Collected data

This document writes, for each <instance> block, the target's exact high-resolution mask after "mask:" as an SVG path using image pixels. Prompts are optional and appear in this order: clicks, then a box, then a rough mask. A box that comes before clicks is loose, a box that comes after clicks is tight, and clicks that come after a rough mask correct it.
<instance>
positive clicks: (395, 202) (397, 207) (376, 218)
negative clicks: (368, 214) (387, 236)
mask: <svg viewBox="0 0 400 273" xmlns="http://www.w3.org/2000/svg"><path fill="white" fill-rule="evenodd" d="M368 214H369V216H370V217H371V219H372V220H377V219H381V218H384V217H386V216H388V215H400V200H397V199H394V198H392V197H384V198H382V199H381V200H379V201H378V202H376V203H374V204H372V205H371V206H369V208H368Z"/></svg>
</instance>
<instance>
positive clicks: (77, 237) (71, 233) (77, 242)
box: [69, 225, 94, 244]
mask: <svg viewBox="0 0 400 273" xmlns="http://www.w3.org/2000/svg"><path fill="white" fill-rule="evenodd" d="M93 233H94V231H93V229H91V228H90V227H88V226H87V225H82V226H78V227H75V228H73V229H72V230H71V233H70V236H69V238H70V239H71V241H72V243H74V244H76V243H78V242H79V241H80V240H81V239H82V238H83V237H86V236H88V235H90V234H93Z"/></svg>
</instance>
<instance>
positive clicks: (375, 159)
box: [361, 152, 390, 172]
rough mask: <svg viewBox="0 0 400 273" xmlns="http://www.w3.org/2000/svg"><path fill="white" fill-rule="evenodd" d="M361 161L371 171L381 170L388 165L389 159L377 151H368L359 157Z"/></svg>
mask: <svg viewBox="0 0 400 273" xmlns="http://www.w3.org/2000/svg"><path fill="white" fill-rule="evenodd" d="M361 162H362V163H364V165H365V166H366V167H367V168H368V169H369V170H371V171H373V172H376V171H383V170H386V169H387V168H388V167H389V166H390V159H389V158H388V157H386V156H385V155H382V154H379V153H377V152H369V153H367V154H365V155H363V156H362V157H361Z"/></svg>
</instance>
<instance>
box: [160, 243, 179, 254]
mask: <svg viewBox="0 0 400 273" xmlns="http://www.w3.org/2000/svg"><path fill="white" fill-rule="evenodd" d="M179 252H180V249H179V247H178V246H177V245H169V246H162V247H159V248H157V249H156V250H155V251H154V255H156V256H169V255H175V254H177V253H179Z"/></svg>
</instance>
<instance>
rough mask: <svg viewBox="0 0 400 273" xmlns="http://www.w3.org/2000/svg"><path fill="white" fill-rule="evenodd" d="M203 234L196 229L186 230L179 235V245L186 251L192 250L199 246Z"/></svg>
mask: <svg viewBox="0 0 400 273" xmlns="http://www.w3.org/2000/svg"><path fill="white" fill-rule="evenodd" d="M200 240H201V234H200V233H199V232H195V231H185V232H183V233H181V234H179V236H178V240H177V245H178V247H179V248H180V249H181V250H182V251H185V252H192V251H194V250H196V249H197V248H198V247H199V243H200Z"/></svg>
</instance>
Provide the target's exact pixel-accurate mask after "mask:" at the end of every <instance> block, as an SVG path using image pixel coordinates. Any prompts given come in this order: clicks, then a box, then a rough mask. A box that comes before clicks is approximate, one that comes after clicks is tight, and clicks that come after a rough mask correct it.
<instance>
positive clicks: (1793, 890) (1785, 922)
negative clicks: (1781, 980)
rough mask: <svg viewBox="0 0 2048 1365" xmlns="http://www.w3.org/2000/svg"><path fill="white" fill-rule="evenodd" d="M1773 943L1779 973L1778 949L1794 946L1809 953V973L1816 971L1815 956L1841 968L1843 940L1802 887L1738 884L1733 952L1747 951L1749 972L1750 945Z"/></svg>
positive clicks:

* * *

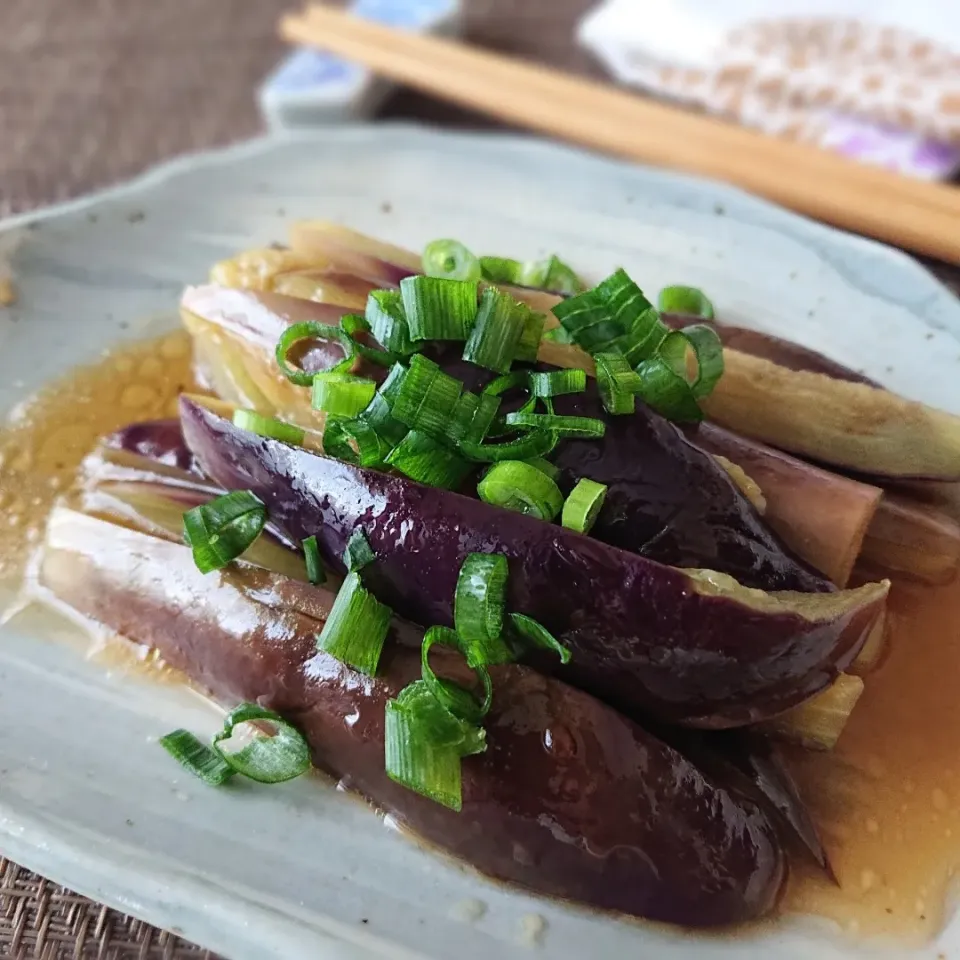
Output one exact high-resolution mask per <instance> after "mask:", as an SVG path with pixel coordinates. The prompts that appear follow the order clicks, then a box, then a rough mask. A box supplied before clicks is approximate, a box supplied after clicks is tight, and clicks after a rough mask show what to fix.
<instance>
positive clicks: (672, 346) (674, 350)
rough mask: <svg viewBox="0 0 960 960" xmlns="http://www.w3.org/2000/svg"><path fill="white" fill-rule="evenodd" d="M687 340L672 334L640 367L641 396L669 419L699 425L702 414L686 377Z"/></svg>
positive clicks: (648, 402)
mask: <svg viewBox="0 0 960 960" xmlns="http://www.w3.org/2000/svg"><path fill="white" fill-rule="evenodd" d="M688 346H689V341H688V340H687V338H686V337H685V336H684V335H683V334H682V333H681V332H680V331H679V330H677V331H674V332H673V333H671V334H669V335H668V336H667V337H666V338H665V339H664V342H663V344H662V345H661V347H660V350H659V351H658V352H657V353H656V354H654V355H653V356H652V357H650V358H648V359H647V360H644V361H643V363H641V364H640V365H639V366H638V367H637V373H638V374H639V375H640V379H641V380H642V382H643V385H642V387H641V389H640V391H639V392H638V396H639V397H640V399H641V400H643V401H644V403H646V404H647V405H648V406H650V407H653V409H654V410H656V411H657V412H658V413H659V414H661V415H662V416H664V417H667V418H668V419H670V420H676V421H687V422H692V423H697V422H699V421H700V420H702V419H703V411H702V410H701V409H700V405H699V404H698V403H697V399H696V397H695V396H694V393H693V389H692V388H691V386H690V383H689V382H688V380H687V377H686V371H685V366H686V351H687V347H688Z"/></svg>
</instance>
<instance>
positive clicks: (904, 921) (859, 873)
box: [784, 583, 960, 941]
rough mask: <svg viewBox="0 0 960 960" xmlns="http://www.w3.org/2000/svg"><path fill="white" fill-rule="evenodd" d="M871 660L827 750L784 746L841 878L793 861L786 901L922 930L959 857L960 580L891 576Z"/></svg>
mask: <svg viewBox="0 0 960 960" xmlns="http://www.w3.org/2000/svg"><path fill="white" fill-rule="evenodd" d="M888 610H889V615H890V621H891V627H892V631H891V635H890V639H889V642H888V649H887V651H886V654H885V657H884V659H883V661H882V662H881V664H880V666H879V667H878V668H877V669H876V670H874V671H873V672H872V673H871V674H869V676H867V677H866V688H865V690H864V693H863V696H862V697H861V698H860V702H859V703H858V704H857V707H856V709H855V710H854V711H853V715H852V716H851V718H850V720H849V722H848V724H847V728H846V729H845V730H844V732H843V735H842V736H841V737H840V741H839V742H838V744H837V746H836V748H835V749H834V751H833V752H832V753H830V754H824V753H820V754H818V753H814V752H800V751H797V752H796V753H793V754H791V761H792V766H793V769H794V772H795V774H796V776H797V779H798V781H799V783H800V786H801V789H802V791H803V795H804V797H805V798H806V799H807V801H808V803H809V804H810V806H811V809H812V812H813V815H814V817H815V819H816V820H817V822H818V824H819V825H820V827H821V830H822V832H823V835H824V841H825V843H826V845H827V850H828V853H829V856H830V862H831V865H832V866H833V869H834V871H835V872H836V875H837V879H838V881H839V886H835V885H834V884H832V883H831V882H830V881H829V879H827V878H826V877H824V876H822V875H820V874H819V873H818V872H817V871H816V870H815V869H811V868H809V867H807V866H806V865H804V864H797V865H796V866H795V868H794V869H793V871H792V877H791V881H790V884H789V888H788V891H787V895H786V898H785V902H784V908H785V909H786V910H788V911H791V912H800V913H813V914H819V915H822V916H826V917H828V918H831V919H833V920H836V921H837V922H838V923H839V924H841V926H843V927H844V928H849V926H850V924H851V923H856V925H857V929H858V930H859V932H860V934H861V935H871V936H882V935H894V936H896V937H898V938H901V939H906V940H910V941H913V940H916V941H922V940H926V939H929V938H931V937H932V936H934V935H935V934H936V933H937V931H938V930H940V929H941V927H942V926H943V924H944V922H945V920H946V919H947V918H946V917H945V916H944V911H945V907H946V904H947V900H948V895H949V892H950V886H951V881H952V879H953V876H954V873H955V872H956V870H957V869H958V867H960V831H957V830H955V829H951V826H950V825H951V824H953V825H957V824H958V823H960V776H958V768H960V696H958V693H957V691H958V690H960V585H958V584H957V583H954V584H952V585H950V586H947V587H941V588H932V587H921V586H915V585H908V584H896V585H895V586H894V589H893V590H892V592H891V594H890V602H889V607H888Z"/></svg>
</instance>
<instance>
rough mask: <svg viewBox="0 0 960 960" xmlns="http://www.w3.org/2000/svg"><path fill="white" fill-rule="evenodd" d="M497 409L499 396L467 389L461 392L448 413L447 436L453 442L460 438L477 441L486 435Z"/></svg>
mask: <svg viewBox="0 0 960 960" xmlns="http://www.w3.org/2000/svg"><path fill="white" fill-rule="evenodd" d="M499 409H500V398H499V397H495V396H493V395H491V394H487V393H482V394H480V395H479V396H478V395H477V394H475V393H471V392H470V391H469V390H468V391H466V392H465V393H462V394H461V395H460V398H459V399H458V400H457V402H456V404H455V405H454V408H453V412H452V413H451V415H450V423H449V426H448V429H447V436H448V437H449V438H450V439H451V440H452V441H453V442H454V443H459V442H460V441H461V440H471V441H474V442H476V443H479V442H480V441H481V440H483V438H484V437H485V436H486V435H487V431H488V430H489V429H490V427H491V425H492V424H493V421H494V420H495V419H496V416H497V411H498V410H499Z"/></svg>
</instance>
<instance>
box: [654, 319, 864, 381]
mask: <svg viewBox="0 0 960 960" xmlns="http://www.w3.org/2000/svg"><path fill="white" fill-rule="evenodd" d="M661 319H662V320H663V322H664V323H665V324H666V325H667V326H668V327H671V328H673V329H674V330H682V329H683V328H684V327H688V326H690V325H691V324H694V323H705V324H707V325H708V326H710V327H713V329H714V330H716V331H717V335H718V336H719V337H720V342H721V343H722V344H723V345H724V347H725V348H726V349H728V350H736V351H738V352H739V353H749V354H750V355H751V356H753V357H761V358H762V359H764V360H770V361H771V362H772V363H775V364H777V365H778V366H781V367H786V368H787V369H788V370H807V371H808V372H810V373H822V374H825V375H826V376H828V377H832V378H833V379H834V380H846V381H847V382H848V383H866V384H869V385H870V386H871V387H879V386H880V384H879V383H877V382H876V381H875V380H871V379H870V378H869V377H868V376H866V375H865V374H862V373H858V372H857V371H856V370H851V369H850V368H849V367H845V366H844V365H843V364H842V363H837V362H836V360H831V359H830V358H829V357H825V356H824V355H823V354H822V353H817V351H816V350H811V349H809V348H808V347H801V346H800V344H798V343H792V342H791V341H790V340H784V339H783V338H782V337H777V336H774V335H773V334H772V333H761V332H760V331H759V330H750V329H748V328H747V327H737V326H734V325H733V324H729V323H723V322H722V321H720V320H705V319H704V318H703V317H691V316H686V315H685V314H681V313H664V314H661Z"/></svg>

---

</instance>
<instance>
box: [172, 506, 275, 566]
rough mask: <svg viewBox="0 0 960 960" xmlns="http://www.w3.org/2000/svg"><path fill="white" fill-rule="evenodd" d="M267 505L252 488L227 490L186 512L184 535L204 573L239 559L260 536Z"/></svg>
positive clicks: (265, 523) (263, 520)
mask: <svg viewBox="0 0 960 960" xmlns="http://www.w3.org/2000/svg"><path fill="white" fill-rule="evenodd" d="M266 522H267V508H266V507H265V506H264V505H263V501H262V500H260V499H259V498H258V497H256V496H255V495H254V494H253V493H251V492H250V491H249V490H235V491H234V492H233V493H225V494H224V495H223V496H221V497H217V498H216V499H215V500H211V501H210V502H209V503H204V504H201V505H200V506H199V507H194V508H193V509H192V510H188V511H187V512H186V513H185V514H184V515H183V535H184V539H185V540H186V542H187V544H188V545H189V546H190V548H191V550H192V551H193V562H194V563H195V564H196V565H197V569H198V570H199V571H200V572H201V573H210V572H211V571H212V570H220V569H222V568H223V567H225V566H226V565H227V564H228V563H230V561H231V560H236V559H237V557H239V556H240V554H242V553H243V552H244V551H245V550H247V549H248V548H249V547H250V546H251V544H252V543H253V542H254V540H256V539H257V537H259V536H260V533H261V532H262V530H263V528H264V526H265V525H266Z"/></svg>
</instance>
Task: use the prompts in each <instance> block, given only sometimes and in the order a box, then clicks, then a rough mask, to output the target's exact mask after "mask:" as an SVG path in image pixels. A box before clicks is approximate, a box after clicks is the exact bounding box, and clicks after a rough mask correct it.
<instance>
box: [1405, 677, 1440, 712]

PROBLEM:
Gather each line in the rows above that contains the string "positive", and copy it out in full.

OUTPUT OF THE TASK:
positive clicks: (395, 202) (397, 207) (376, 218)
positive clicks: (77, 237) (71, 233) (77, 242)
positive clicks: (375, 159)
positive clicks: (1793, 890) (1785, 922)
positive clicks:
positive clicks: (672, 346) (674, 350)
positive clicks: (648, 402)
positive clicks: (904, 921) (859, 873)
positive clicks: (265, 523) (263, 520)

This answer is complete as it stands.